■ **Objective**: Quote word for word the lines of the material below, starting at the line that contains "For every instance of the blue sky, set" and stopping after the line that contains "[[189, 429]]".

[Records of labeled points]
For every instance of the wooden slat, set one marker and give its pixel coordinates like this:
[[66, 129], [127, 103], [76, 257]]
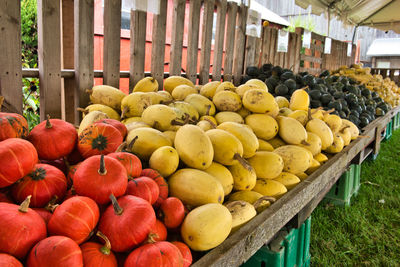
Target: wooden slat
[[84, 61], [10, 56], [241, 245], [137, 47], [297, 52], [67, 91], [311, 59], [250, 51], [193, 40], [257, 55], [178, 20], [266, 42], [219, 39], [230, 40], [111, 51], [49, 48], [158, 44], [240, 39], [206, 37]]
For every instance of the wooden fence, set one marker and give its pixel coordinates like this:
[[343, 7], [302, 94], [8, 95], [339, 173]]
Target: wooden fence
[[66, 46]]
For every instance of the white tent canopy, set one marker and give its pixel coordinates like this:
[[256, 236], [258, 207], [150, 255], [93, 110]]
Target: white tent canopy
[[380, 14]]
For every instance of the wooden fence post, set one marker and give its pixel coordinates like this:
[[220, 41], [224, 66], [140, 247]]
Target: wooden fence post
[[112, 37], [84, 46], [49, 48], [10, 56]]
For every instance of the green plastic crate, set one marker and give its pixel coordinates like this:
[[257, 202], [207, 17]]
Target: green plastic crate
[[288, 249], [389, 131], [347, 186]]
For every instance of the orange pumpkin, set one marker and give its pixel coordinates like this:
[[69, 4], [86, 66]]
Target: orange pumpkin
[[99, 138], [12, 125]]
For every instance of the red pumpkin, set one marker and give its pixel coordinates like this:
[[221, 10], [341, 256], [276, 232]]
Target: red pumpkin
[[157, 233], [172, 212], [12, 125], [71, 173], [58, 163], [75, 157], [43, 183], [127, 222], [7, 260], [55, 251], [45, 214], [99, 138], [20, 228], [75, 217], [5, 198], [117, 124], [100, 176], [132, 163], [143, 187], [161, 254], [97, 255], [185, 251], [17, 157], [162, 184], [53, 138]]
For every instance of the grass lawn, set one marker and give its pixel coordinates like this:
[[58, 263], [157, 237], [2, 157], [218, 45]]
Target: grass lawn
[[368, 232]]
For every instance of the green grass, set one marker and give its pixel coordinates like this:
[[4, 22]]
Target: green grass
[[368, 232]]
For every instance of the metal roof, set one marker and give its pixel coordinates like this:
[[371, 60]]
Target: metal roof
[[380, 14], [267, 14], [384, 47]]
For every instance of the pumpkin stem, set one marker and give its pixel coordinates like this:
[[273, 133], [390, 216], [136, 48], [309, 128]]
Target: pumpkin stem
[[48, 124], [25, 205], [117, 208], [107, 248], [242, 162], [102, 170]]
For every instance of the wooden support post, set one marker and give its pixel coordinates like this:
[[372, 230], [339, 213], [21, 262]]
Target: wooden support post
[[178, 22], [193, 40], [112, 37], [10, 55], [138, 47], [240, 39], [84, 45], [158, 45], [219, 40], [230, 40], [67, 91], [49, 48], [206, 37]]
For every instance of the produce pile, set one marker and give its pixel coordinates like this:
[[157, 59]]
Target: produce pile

--

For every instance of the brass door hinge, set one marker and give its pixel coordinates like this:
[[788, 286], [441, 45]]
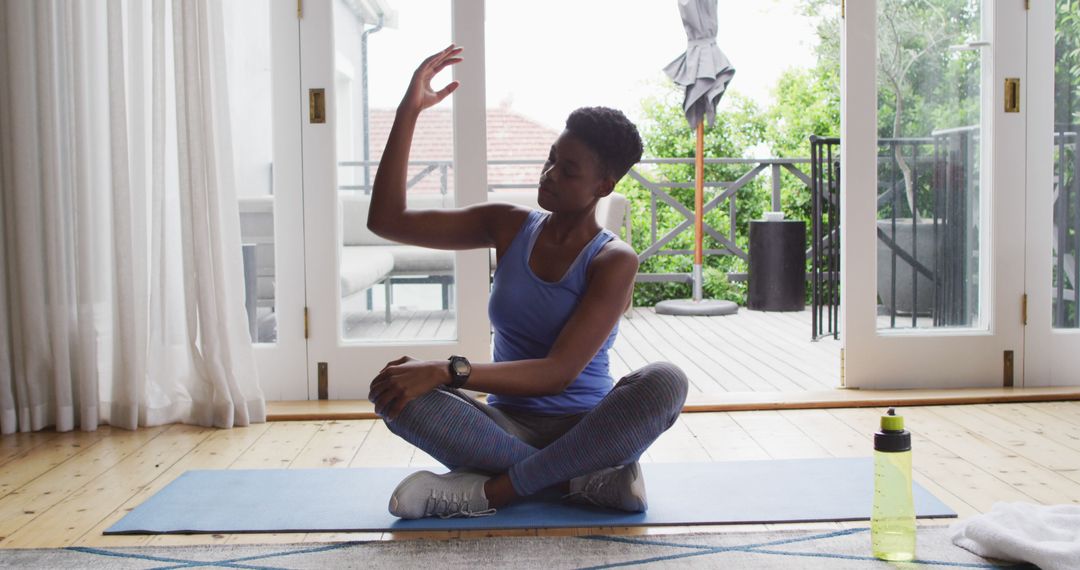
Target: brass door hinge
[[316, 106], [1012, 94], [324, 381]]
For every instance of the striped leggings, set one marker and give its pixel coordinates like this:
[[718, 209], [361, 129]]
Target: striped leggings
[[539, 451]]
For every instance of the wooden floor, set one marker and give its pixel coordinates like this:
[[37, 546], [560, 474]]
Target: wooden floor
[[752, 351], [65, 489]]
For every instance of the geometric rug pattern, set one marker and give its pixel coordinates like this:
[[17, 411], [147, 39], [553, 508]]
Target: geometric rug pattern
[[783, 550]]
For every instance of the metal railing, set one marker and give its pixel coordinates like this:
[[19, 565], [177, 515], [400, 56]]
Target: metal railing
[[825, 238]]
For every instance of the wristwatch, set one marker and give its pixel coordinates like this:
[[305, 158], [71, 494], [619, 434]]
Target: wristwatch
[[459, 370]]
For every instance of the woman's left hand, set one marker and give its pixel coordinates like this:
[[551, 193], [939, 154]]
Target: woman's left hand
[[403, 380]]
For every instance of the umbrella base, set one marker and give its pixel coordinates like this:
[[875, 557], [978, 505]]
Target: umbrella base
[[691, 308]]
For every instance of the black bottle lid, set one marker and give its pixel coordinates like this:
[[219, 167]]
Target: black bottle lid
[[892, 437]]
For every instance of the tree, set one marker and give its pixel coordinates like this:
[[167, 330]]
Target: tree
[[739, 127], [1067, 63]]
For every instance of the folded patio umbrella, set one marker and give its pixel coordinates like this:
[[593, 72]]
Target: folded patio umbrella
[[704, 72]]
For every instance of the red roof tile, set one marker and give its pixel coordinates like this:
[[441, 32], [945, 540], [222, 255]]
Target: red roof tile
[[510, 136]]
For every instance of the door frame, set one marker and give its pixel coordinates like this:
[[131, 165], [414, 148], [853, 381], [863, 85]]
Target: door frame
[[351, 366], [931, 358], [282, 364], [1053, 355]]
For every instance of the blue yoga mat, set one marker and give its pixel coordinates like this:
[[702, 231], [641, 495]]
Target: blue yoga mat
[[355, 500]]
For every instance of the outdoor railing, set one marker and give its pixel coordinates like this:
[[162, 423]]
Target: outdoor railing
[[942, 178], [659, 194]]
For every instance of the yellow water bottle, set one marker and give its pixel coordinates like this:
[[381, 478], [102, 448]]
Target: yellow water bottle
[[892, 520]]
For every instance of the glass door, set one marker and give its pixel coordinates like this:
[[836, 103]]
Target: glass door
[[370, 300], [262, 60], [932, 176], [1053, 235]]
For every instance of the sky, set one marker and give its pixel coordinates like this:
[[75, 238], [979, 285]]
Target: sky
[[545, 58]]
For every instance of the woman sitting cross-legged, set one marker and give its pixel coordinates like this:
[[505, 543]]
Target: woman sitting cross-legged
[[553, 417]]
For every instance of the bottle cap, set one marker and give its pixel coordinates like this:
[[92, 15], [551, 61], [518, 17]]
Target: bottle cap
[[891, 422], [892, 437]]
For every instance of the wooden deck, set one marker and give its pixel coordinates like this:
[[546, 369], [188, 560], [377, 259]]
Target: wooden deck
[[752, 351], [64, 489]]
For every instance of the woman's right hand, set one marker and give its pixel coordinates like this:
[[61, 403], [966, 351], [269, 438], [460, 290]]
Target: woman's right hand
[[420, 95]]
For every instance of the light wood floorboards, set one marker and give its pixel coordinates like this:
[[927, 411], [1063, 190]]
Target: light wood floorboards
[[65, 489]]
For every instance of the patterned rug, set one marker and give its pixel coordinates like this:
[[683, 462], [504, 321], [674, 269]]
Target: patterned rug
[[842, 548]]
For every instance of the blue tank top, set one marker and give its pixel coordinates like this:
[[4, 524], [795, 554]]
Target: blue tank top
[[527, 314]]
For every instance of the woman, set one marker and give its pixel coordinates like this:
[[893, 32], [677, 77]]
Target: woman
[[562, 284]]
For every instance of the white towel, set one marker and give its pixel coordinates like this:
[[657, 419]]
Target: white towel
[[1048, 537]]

...

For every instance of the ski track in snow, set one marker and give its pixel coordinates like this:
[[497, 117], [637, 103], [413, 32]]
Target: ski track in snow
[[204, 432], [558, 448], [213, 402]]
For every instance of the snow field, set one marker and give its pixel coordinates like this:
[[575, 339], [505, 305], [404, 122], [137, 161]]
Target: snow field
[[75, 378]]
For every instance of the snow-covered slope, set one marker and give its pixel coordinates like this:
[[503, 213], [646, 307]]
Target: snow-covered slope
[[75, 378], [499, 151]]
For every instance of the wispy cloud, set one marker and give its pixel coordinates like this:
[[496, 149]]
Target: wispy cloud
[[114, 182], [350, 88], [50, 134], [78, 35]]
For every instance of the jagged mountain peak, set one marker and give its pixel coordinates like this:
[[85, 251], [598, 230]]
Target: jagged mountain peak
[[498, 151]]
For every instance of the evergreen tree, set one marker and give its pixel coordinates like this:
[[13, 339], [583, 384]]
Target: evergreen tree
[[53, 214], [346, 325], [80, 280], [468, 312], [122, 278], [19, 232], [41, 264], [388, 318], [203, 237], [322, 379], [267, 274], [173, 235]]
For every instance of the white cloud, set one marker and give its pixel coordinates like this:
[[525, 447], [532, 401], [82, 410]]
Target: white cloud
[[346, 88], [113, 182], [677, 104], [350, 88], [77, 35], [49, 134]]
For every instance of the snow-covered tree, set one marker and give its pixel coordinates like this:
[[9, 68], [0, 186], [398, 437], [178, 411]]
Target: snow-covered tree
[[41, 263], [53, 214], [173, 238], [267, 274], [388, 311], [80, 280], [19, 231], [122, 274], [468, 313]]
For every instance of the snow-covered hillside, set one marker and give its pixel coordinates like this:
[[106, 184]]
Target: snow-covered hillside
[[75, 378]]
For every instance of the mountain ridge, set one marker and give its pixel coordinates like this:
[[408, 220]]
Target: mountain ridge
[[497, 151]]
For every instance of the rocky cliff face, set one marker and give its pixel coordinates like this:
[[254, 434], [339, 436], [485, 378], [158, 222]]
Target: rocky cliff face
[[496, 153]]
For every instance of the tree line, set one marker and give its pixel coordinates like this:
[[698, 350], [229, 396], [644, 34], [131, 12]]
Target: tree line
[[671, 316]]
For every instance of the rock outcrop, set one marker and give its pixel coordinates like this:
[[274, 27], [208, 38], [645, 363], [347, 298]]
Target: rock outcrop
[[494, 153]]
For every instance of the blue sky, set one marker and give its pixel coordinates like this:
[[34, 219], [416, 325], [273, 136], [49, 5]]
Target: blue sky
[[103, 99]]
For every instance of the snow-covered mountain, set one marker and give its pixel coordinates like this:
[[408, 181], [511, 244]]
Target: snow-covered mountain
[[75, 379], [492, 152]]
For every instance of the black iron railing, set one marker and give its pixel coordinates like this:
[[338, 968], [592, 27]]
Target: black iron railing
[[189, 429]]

■ **Response for this exercise**:
For every instance of the blue sky, set one marker and give its pixel coordinates like this:
[[34, 219], [416, 325], [273, 136], [49, 5]]
Target: blue sky
[[103, 99]]
For every instance of the snow-covered mountain, set one marker and give its pixel coordinates like this:
[[408, 181], [511, 244]]
Target: snow-covered mountain
[[75, 379], [492, 152]]
For every instance of the black iron railing, set one marker and give its pixel coordinates like this:
[[338, 968], [592, 27]]
Target: black iron railing
[[189, 429]]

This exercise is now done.